→ Requisiti del compito: Modifica la parte del testo sui virus delle piante che inizia con le parole contenenti "Il numero delle specie ornamentali" e termina con "poisetta e rosa).", sostituendo "serra" con "vaso".

→ Segmento del documento:
*****
Come regola i virus delle piante vengono battezzati citando nel loro nome quello della specie su cui sono stati rinvenuti per la prima volta.
Così è stato nel 1930 per il Tomato spotted wilt virus (TSWV), agente dell’avvizzimento maculato del pomodoro, i cui sintomi sono stati  per la prima volta rinvenuti in Australia nel 1915.

Presente in Europa fin dagli anni '30, si è assistito ad una forte recrudescenza della virosi in Europa negli anni '80, probabilmente associata all’introduzione ed alla diffusione del Tripide californiano Frankliniella occidentalis. Di origine Nord-americana, il tripide si è diffuso in tutte le zone europee e del mediterraneo, dove si è notata una vera e propria escalation nella presenza e nei danni arrecati dalla virosi, di cui è vettore molto efficiente.

Il virus della maculatura necrotica dell’Impatiens (Impatiens necrotic spot virus, INSV) causa su ornamentali sintomi molto simili al TSWV. I due virus sono strettamente imparentati, appartenendo entrambi al genere dei Tospovirus, e possono presentarsi simultaneamente sulla stessa pianta infetta.

Questi virus colpiscono un gruppo incredibilmente ampio di specie (più di 900), appartenenti a circa una cinquantina di famiglie botaniche. Tra le specie di interesse orticolo citiamo, oltre ovviamente al pomodoro, peperone, lattuga, carciofo, patata e melanzana.
Il numero delle specie ornamentali coltivate in serra suscettibili è così alto che sarebbe più semplice elencare quelle che non lo sono (geranio, poisetta e rosa).
Le virosi interessano inoltre un gran numero di specie spontanee ed infestanti come convolvolo, amaranto, campanula, papavero, portulaca, stellaria, verbena, ed il numero delle specie suscettibili registrato è in continuo aumento.
*****
→ Dati disponibili:
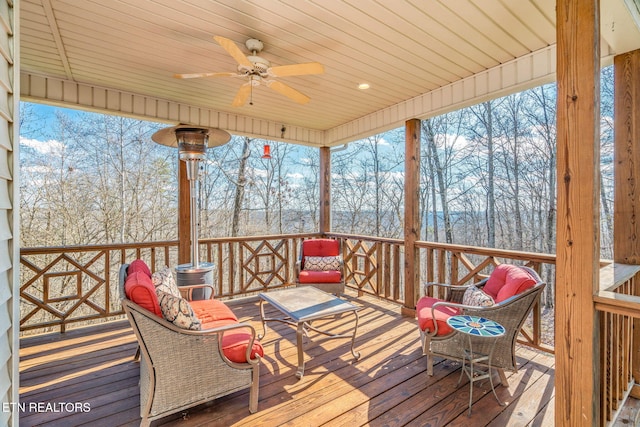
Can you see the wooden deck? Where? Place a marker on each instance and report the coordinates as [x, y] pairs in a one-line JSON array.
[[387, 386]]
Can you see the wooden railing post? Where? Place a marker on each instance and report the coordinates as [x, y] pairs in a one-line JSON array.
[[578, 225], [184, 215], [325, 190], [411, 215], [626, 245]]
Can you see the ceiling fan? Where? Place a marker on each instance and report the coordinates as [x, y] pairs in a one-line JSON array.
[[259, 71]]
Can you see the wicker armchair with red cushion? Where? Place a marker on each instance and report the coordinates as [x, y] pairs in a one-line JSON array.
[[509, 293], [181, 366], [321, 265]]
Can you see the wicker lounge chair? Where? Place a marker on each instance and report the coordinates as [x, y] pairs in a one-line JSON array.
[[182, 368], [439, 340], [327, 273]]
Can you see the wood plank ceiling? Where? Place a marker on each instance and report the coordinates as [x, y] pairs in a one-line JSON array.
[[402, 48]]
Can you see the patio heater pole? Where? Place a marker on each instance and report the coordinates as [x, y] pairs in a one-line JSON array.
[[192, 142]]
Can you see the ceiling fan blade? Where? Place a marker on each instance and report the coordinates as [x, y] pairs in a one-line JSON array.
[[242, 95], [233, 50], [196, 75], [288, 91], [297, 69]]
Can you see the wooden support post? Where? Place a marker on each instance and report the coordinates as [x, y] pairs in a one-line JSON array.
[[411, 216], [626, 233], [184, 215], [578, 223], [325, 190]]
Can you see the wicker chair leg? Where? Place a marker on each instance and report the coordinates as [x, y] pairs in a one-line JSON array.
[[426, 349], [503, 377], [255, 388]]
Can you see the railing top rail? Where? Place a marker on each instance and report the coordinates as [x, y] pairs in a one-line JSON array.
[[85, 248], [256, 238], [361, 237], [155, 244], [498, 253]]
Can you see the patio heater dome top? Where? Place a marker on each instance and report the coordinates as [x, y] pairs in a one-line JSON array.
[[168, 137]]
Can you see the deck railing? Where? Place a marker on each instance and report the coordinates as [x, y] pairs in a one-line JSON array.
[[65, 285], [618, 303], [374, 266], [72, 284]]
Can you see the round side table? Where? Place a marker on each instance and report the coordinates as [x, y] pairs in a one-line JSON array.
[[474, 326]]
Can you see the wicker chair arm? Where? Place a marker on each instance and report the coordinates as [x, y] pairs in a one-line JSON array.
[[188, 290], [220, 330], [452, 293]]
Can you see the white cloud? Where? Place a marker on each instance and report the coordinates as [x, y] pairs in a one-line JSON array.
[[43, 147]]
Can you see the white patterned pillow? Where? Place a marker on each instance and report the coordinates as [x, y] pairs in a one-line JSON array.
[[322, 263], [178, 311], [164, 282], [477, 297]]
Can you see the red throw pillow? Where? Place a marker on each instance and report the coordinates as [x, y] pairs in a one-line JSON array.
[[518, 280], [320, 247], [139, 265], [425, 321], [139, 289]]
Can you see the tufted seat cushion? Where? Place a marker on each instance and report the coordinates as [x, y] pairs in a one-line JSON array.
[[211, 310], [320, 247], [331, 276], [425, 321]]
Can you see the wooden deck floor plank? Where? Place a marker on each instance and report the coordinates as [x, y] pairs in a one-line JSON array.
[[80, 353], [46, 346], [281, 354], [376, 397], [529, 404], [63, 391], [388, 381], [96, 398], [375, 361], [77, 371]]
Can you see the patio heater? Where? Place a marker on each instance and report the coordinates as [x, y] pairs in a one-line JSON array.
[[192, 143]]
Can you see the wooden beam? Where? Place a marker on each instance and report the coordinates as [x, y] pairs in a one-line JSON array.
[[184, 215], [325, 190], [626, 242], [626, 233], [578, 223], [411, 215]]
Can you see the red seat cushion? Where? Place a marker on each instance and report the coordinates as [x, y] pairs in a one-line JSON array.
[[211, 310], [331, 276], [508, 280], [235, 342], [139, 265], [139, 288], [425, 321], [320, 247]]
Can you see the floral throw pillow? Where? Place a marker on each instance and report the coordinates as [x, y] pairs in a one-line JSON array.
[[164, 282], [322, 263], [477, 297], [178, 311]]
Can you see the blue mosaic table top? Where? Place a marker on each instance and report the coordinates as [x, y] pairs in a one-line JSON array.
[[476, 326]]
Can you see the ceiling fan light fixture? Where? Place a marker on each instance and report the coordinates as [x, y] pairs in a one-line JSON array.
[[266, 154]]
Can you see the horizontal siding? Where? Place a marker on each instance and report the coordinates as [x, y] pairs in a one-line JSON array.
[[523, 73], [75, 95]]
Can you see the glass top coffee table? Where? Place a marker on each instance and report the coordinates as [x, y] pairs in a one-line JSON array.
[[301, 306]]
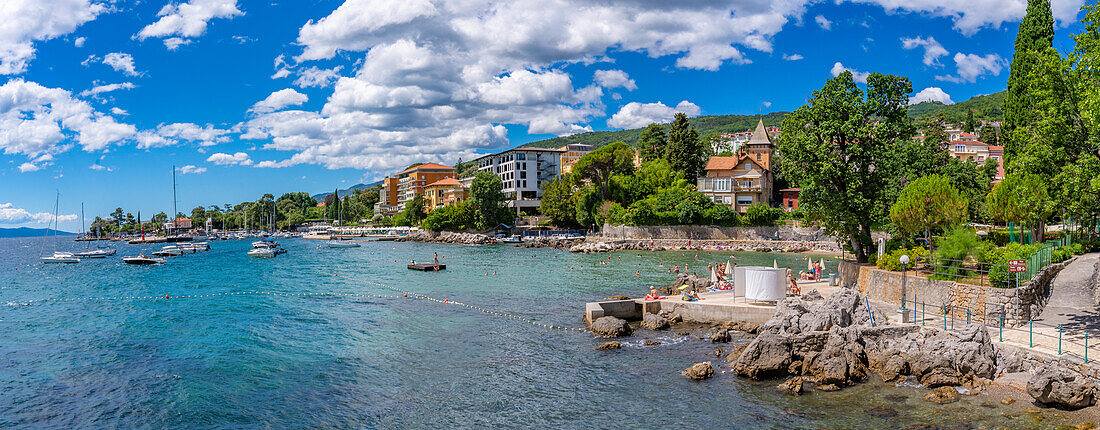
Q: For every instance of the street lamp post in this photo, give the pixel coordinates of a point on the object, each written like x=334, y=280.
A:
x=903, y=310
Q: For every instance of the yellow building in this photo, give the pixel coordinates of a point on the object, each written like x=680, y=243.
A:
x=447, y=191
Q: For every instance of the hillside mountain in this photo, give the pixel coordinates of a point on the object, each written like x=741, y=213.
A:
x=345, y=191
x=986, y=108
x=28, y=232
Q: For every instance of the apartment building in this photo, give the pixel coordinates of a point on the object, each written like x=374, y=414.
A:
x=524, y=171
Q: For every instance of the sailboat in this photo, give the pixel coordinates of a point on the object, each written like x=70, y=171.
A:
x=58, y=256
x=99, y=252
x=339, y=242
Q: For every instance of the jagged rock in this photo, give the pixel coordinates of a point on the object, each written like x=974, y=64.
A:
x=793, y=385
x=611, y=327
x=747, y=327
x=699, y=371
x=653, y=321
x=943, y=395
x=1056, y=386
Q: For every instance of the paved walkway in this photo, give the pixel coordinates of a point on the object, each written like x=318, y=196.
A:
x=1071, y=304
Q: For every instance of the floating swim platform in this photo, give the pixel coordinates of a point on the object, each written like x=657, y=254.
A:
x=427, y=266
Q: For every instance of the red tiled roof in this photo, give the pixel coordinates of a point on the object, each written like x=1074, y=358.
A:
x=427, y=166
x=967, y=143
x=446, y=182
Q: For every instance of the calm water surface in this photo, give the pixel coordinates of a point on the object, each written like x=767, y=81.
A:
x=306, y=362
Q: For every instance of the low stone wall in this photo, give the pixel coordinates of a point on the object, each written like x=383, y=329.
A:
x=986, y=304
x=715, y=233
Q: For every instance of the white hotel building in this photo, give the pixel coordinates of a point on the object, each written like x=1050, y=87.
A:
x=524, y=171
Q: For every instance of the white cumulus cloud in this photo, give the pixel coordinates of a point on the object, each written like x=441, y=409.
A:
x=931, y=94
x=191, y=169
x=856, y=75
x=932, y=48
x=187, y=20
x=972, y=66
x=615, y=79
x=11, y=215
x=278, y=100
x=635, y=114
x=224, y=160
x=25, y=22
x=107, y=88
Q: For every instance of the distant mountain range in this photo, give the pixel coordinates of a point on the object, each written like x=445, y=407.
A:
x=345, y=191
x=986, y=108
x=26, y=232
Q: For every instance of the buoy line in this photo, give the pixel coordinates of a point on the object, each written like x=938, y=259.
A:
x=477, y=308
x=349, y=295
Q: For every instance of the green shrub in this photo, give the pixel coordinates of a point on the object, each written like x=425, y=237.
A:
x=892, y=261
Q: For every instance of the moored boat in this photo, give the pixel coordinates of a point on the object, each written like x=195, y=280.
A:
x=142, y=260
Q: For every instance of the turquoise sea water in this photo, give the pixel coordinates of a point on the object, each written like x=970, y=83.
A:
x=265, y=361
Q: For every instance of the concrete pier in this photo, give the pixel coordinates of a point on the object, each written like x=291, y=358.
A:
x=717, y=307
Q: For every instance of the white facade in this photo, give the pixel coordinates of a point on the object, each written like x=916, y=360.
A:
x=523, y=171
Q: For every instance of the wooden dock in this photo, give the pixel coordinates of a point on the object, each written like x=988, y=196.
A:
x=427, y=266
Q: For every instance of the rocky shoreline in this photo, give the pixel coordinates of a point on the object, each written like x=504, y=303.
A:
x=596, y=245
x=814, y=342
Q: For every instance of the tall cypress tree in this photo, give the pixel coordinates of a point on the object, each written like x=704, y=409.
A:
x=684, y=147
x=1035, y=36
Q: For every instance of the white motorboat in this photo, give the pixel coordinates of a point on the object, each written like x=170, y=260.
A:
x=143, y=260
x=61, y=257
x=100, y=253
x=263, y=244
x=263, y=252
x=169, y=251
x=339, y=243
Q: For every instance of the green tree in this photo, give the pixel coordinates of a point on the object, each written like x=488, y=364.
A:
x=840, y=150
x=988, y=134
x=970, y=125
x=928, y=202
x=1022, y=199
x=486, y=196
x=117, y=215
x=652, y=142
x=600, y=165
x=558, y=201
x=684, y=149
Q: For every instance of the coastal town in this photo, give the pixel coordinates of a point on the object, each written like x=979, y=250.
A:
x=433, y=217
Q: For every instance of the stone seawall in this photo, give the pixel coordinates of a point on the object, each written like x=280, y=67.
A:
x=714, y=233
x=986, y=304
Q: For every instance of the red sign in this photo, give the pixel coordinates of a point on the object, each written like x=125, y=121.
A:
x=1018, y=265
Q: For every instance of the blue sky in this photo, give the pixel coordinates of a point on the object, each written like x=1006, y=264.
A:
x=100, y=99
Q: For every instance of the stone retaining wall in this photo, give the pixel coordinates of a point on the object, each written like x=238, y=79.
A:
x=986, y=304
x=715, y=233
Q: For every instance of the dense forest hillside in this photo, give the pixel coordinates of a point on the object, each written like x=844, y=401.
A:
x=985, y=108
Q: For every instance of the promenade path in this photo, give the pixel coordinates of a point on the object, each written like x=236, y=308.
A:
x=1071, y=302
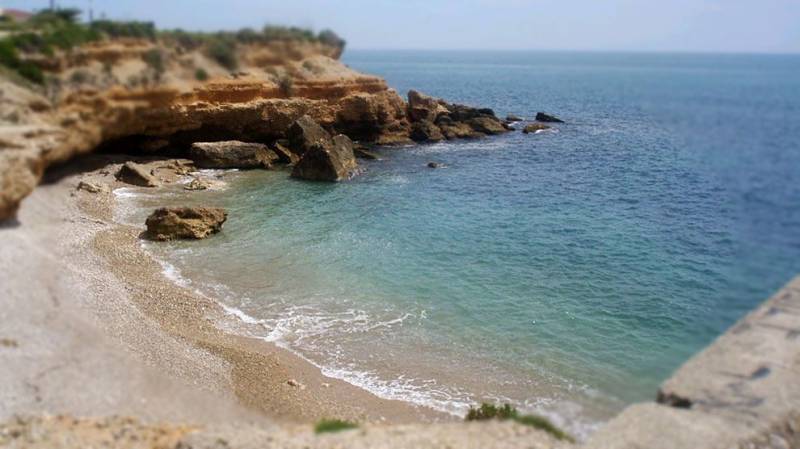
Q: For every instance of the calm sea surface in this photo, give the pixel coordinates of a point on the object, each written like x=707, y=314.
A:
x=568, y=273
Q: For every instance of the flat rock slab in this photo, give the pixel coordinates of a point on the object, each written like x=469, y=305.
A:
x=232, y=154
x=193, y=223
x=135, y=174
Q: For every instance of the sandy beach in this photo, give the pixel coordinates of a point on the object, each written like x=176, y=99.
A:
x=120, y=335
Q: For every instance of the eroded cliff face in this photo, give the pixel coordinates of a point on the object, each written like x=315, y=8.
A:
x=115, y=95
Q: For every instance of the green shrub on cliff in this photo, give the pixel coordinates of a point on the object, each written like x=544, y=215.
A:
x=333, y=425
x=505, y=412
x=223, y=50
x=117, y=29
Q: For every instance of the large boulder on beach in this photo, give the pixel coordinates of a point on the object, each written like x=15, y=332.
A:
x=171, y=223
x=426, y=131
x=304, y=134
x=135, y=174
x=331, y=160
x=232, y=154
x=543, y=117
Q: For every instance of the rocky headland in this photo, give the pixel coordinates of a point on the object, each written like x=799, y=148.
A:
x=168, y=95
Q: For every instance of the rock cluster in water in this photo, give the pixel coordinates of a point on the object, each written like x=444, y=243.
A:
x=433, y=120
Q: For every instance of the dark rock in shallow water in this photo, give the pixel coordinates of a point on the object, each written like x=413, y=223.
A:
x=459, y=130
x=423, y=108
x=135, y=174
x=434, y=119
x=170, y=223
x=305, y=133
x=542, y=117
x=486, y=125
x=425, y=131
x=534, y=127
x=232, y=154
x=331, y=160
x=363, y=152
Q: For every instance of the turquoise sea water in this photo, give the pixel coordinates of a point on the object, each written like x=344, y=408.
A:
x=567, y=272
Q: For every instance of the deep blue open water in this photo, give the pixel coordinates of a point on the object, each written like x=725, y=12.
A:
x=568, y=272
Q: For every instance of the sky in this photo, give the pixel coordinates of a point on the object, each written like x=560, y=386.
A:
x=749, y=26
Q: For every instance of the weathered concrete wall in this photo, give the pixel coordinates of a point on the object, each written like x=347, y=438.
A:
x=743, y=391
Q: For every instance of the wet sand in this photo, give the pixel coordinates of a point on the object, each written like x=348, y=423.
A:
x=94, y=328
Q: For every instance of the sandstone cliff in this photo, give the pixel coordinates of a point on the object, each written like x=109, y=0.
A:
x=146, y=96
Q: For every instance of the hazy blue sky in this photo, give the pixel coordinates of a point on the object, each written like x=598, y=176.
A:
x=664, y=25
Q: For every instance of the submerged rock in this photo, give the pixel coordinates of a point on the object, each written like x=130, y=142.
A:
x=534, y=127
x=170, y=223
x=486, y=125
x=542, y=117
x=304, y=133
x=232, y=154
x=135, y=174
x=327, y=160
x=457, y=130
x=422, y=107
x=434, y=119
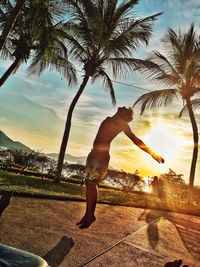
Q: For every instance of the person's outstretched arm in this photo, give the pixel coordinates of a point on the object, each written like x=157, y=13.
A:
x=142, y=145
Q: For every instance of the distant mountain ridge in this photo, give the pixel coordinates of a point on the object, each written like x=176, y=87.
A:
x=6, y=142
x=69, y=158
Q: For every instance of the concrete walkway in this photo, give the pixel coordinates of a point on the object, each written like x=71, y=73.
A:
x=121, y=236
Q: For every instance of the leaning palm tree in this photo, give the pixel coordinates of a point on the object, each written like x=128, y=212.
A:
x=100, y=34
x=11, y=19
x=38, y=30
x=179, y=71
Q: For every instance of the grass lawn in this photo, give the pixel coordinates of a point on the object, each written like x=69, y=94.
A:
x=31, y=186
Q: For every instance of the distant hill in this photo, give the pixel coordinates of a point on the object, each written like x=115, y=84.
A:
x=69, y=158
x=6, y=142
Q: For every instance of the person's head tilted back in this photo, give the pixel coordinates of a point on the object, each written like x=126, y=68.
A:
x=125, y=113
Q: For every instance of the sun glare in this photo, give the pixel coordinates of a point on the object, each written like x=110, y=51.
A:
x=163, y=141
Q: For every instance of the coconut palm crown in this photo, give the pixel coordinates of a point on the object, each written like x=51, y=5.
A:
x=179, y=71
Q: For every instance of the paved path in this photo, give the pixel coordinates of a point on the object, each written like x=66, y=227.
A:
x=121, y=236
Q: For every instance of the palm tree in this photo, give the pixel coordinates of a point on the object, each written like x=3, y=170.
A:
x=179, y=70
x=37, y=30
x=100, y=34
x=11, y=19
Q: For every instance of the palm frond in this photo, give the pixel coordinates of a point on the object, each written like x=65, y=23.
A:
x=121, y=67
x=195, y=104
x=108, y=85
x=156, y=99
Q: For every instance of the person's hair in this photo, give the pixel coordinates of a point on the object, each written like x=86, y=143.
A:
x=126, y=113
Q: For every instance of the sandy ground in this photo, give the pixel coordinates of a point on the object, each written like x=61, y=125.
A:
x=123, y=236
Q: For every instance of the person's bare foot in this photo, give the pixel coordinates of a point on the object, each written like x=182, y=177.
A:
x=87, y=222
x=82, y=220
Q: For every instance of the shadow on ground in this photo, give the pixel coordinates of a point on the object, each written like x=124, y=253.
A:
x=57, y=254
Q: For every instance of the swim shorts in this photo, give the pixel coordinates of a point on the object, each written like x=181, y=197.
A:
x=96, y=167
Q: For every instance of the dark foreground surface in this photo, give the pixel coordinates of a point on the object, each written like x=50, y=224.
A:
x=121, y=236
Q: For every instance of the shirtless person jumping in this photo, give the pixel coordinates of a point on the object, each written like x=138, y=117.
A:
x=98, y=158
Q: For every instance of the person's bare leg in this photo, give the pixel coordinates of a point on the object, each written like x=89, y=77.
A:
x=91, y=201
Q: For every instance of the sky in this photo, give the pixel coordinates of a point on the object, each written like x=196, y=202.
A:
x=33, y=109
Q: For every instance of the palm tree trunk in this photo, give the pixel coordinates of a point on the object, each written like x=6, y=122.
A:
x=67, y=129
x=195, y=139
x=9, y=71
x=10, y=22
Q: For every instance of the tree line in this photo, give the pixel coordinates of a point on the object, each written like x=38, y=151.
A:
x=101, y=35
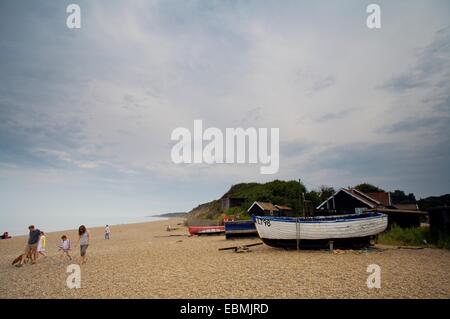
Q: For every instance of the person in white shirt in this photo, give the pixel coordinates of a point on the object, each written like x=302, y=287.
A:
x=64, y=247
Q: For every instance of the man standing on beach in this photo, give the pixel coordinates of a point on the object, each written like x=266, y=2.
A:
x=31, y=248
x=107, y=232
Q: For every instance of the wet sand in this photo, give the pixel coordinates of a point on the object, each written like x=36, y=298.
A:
*****
→ Risultato del compito:
Il numero delle specie ornamentali coltivate in vaso suscettibili è così alto che sarebbe più semplice elencare quelle che non lo sono (geranio, poisetta e rosa).